** TEXT SHOWN follows **

Tanzania raises alarm as heart cases rise

DAR ES SALAAM: THE number of cardiovascular patients in the country has increased by 9.4 per cent in the past five years, a situation that calls for routine heart check-ups to detect potential risk factors and prevent several heart conditions.

Minister for Health, Ms Ummy Mwalimu revealed this on Friday during the commemoration of World Heart Day held at Jakaya Kikwete Cardiac Institute (JKCI) Dar Group.

The event was accompanied by provision of education and free heart screening to the public.

Ms Mwalimu said that the number of cardiovascular patients increased from 2.5 million in 2017 to 3.4 million patients in 2022, noting that the number is only for patients who reported to hospitals.

She said that life style, including unhealthy eating, lack of exercises to many adults, excessive drinking of alcohol and smoking are the most common risk factors for most cardiovascular diseases.

“I call upon citizens who have come here for check-ups to observe healthy eating by reducing the amount of sugar, salt and oil in your food, make sure you do physical exercises at least 30 minutes per day and undergo heart checkups to detect potential risk factors,” she said.

Commenting on expenses incurred by the government on cardiac patients, she said that more than 80 per cent of them receive their treatment in the country.

** End of TEXT SHOWN **
** DATA RECORDS follows **

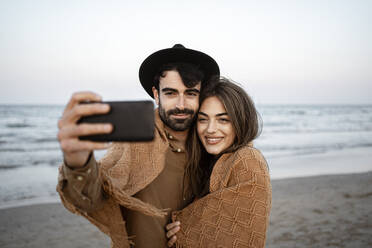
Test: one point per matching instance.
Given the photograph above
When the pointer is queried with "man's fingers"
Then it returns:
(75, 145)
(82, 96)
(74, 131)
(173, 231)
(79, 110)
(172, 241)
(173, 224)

** End of DATA RECORDS **
** DATA RECORDS follows **

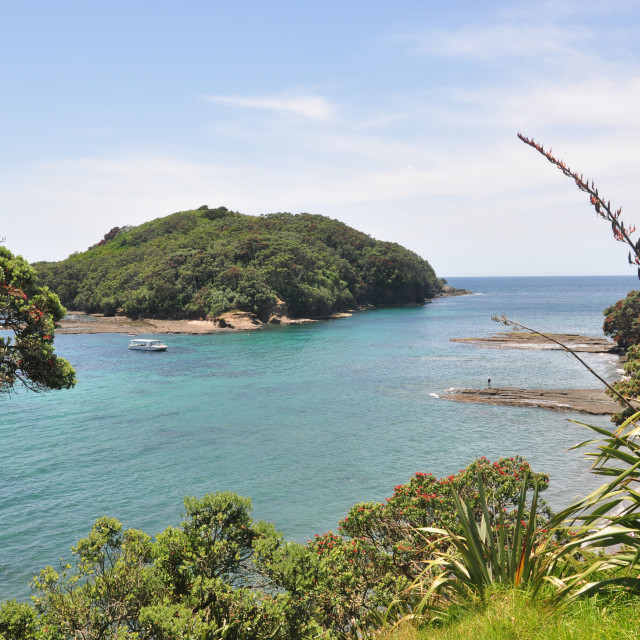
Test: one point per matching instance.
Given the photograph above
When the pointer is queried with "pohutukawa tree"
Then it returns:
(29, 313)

** End of DATA RECORDS **

PARTS OF THE EXERCISE
a) List the lifestyle risk factors for heart disease that the minister names in the article on rising heart cases in Tanzania.
b) Reproduce the stretch of the article on rising heart cases in Tanzania from "Ms Mwalimu said" through "in the country.".

OUTPUTS FOR THE TASKS
a)
- Unhealthy eating
- Lack of exercise
- Excessive drinking of alcohol
- Smoking

b)
Ms Mwalimu said that the number of cardiovascular patients increased from 2.5 million in 2017 to 3.4 million patients in 2022, noting that the number is only for patients who reported to hospitals.

She said that life style, including unhealthy eating, lack of exercises to many adults, excessive drinking of alcohol and smoking are the most common risk factors for most cardiovascular diseases.

“I call upon citizens who have come here for check-ups to observe healthy eating by reducing the amount of sugar, salt and oil in your food, make sure you do physical exercises at least 30 minutes per day and undergo heart checkups to detect potential risk factors,” she said.

Commenting on expenses incurred by the government on cardiac patients, she said that more than 80 per cent of them receive their treatment in the country.